* _Given information_
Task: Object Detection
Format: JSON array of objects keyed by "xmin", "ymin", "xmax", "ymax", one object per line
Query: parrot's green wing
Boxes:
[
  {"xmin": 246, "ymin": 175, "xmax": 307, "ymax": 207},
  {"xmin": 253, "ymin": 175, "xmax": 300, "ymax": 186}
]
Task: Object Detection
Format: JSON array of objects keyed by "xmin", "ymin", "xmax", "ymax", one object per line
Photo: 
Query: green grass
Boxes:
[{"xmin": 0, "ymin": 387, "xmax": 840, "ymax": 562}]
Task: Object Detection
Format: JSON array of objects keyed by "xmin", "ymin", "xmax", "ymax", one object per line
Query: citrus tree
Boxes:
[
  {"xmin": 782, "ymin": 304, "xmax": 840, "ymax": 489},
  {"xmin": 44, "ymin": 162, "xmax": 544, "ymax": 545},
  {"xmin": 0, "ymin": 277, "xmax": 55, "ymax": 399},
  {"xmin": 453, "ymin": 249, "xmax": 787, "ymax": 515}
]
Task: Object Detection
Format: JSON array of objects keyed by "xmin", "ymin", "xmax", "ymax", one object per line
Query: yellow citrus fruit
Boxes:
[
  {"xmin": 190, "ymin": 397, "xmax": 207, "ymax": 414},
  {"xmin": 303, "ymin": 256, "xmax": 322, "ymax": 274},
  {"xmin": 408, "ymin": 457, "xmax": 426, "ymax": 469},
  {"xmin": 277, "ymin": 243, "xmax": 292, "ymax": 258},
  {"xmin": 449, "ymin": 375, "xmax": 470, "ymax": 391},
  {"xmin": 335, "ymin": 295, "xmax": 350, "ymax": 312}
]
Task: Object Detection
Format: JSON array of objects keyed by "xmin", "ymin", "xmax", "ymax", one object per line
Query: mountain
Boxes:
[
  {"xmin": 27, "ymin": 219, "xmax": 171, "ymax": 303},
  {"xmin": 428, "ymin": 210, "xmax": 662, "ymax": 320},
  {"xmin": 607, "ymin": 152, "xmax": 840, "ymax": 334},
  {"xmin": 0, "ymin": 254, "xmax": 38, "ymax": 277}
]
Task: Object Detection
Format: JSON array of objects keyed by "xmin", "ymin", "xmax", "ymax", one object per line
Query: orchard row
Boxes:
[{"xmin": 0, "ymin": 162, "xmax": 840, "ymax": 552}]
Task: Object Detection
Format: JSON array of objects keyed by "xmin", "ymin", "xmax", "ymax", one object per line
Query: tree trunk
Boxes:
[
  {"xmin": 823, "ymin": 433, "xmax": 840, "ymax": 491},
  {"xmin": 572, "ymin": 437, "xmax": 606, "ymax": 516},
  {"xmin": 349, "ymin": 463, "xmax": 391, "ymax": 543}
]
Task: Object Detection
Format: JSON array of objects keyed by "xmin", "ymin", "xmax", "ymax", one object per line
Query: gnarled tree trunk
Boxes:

* _Work to be completed_
Collect every line of the records above that contains the string "green", and treat uppercase and lowercase as different.

* _Exercise solution_
Query: parrot's green wing
Query: green grass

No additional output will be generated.